Text provided |
BFI Flare: Melodrama Queens

 I approached Fragrance of the First Flower with great interest. Lauded as Taiwan's first GL, it features a great meet cute that proves to be a meet again cute as two women who knew each other in high school get reacquainted. But how well did they know each other before? And how close will they get? The problem with the film is it is not really a film but a web series that has been stitched together, which creates problems with pacing and story-telling. At only 99 minutes, it still felt quite drawn out to me and by the end I was losing interest owing to the lurch into melodrama. Would it be too much if a story involving two women could be a bit more upbeat? Apparently, a second series is in the works. Probably best watched in episodes online. 

Similarly, the short Fever sets up a good premise as an inter-racial couple head to one guy's house for his mother's birthday party, before underlying issues in their relationship come to the fore. The explosive finale plays out as rather am-dram and totally undercuts the build-up of tension that precedes it. Quite disappointing.  

Tuesday, March 22, 2022

BFI Flare: Queering the Archive

 Almost a week into the festival and I have finally completed a feature! And what a film! Ultraviolette and the Blood Spitters Gang is a French art doc with an extraordinary backstory. Director Robin Hunzinger collaborated with his mother Claudie to tell the story of Emma and Marcelle, two young women who met in 1923 and had a love affair which played out in the latter stages in letters sent by Marcelle to Emma (Robin's grandmother and Claudie's mother). After Emma's death, the two descendants found the letters and have used them to narrate this beautifully realised, affecting story of persistent desire.

Work task | Name every film title that appears in the festival review. These dataset entries have no connection to the festival review.

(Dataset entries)
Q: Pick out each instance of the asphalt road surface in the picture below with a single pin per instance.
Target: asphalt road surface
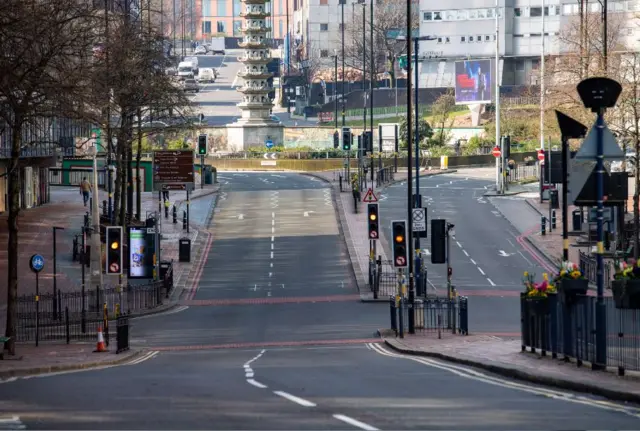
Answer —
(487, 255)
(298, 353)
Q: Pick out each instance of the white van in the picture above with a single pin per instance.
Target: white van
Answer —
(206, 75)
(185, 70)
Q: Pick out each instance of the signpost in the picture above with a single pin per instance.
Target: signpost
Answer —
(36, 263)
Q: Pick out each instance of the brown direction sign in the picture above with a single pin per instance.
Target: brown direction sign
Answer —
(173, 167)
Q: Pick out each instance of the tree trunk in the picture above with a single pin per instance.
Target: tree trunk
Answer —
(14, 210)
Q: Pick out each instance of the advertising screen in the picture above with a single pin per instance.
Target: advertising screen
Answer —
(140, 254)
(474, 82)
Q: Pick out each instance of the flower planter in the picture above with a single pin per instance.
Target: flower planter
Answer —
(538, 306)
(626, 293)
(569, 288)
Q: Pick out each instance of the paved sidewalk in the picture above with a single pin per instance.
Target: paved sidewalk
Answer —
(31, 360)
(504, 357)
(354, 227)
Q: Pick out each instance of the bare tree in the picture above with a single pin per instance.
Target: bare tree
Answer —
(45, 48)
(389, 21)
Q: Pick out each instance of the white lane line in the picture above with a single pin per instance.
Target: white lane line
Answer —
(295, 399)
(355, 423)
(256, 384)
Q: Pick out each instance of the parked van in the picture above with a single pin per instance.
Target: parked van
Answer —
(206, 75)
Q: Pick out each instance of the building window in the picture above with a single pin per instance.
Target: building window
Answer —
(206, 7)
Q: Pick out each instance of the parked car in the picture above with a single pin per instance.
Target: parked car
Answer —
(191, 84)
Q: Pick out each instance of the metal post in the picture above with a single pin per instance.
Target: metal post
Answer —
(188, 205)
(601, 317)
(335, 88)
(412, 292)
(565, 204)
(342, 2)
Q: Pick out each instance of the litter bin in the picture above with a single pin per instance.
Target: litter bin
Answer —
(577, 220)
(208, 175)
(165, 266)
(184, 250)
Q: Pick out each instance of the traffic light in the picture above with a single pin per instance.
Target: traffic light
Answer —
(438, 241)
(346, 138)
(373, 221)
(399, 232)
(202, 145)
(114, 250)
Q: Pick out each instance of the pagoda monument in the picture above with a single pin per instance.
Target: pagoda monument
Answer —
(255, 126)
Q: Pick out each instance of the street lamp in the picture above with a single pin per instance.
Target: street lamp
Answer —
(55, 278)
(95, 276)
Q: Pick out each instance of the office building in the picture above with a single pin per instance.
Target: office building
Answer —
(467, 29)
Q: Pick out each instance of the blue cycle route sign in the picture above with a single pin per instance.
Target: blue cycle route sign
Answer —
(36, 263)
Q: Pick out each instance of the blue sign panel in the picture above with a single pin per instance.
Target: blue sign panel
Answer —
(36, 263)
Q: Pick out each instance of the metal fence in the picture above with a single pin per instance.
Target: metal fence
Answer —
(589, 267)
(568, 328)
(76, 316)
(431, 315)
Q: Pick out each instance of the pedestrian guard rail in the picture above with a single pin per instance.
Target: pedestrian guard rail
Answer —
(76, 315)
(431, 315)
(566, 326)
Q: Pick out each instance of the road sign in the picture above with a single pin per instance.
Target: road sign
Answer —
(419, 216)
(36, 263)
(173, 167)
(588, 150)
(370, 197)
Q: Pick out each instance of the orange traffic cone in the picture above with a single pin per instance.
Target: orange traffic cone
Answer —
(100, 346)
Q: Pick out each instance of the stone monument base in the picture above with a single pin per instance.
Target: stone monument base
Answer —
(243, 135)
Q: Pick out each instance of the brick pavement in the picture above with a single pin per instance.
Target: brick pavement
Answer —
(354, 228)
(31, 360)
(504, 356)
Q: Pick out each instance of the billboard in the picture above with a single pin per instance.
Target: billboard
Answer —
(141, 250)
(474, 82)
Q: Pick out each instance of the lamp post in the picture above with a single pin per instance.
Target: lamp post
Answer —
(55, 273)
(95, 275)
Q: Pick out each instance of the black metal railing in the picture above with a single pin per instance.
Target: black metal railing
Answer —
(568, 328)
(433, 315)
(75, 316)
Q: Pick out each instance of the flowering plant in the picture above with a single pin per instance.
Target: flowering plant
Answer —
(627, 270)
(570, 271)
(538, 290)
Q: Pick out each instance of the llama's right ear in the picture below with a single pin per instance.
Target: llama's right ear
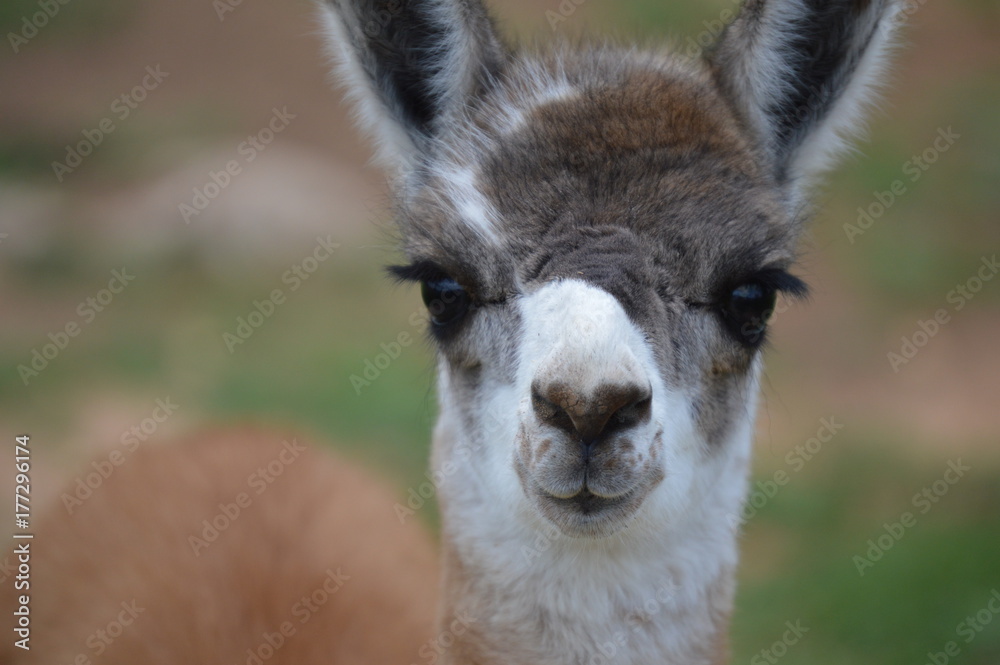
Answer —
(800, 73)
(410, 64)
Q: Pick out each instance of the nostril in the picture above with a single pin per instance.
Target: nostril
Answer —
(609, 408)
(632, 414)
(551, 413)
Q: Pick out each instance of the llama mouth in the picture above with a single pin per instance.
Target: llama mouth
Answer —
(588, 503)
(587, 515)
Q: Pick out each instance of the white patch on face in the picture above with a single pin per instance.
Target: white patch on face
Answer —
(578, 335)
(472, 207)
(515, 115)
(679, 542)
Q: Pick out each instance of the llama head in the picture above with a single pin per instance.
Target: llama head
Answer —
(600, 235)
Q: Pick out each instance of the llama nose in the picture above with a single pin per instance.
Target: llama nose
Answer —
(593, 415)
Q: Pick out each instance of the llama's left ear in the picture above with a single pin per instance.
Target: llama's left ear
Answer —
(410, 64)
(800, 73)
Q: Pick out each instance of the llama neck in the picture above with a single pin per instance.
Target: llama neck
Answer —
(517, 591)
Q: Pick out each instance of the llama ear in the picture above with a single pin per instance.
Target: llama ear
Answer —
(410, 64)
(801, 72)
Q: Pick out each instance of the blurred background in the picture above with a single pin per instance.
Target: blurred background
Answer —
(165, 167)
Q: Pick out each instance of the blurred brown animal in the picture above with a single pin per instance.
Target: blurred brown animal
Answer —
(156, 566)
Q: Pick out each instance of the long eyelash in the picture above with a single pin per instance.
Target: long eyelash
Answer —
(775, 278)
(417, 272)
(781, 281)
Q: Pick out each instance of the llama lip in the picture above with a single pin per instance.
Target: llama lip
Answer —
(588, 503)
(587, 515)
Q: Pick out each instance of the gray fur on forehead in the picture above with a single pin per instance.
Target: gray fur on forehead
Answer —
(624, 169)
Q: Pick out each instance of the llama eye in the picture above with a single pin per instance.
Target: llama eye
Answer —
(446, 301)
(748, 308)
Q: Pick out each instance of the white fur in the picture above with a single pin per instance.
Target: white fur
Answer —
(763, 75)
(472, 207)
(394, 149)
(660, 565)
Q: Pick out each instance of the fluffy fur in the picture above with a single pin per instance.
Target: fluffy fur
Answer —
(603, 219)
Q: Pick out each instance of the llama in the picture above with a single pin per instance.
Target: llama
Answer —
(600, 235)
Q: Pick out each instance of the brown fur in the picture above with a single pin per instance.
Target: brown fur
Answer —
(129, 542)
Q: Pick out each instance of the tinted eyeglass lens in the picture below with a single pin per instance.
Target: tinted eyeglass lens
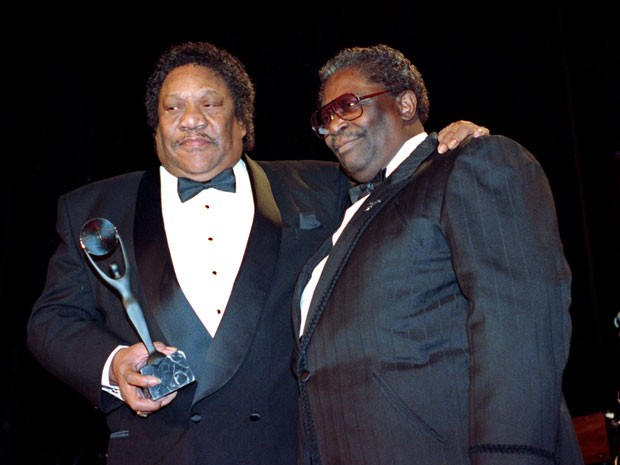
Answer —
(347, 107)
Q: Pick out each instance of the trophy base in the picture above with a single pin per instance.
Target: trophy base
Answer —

Response to the task |
- Fragrance of the First Flower
- Fever
- Ultraviolette and the Blood Spitters Gang